TASK DESCRIPTION: Take the entries below and give them back exactly. Leave out nothing.

(Region pointing data)
# # # # # # #

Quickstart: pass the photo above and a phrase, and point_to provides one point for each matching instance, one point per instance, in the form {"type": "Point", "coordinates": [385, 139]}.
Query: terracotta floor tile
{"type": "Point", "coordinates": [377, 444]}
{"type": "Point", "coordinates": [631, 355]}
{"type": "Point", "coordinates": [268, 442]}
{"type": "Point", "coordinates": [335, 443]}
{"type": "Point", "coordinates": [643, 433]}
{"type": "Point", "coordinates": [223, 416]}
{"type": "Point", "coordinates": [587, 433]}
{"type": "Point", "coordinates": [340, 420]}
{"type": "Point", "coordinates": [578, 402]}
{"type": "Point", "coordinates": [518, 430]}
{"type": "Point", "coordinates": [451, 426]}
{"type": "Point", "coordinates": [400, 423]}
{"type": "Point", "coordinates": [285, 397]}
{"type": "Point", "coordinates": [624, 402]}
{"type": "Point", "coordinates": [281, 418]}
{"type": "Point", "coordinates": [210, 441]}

# # # # # # #

SOLUTION TO THIS EXERCISE:
Quickstart: pass the photo above and a phrase, and point_to provides one point for each matching instance, one point per instance, in the form {"type": "Point", "coordinates": [385, 139]}.
Query: terracotta floor tile
{"type": "Point", "coordinates": [377, 444]}
{"type": "Point", "coordinates": [631, 355]}
{"type": "Point", "coordinates": [268, 442]}
{"type": "Point", "coordinates": [335, 443]}
{"type": "Point", "coordinates": [643, 433]}
{"type": "Point", "coordinates": [223, 416]}
{"type": "Point", "coordinates": [587, 433]}
{"type": "Point", "coordinates": [340, 420]}
{"type": "Point", "coordinates": [578, 402]}
{"type": "Point", "coordinates": [518, 430]}
{"type": "Point", "coordinates": [451, 426]}
{"type": "Point", "coordinates": [400, 423]}
{"type": "Point", "coordinates": [285, 397]}
{"type": "Point", "coordinates": [624, 402]}
{"type": "Point", "coordinates": [281, 418]}
{"type": "Point", "coordinates": [210, 441]}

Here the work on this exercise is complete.